PREGUNTAS POR RESPONDER
1) Responde según el fragmento:
(a) ¿De quién era la mujer que empezó a sentir los dolores del parto hacia el mediodía?
(b) ¿Dónde se encontraba el Capitán Andrés Layseca?
(c) ¿A quién pidió la señora Giovanna que el oficial repitiera sus palabras?
2) Transcribe literalmente el pasaje del fragmento que empieza en las palabras "Carrera Pinto se quedó" y termina después de "a conclusión alguna.".

FRAGMENTO
--------------------

Por su parte, Carrera Pinto se vio obligado a reconocer que algo tenía que haberle ocurrido a la división de Del Canto para retrasarse de tal modo. La que, por su parte, no podía esperar más era la mujer del Cabo Zeñón Ortiz, quien alrededor del mediodía había comenzado a sufrir los dolores anunciados del parto y éstos se hacían cada vez más frecuentes. De inmediato se mandó en busca del único doctor del pueblo de nacionalidad francesa pero para esto se necesitaba de la ayuda de Rosalina Muzzio y quien mejor que el Subteniente Martínez para realizar dicha petición.
Mientras Martínez se encontraba conversando con su joven amada y justo cuando ésta se disponía a ir en busca del médico, asomó en la puerta del almacén su tía Giovanna quien al enterarse de las circunstancias dió la aprobación para que su sobrina fuera en busca del doctor. Pero cuando la muchacha ya se había marchado y el soldado se disponía a hacer lo mismo, la señora Giovanna lo detuvo de un brazo y le preguntó sobre el paradero del Capitán Andrés Layseca. Al enterarse de que el Capitán Layseca ya no se encontraba en el pueblo sino que en Huancayo, dicha noticia tranquilizó enormemente a la señora y sólo comentó sus deseos de que ojalá ninguno de los demás soldados chilenos que se encontraban en la Concepción se encontrase en el pueblo al día siguente, a la hora de almuerzo. El oficial la observó con curiosa inquietud pero sin poder comprender el verdadero significado de las palabras que la joven señora le había expresado. En vez de aclarar el significado de sus palabras, la señora Giovanna sólo le pidió al oficial que repitiese sus palabras al Teniente Carrera Pinto, a lo mejor él sabría interpretarlas.
Carrera Pinto se quedó hondamente intrigado cuando Martínez le repitió textualmente las palabras de la señorita Muzzio, pero también él no logró llegar a conclusión alguna.

--------------------

[Elementos de una fuente de datos]
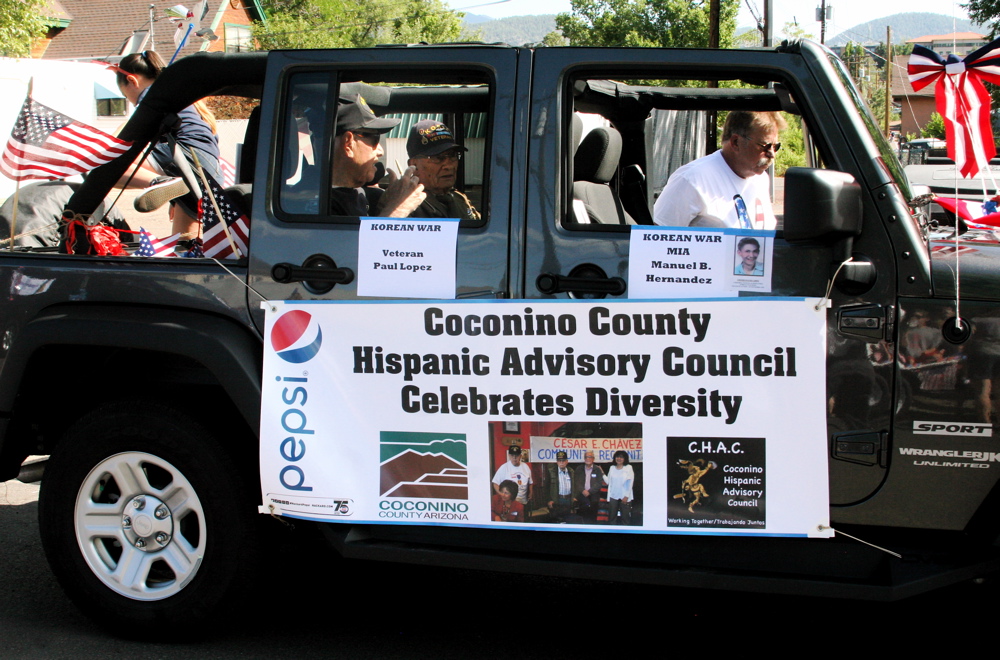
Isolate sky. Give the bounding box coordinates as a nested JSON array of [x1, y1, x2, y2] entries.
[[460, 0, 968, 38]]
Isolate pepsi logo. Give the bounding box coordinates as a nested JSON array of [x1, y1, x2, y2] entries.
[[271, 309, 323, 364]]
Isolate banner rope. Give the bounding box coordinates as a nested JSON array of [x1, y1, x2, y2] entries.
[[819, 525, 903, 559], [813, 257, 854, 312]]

--------------------

RESPUESTAS EN ORDEN
1)
(a) Del Cabo Zeñón Ortiz.
(b) En Huancayo.
(c) Al Teniente Carrera Pinto.

2)
Carrera Pinto se quedó hondamente intrigado cuando Martínez le repitió textualmente las palabras de la señorita Muzzio, pero también él no logró llegar a conclusión alguna.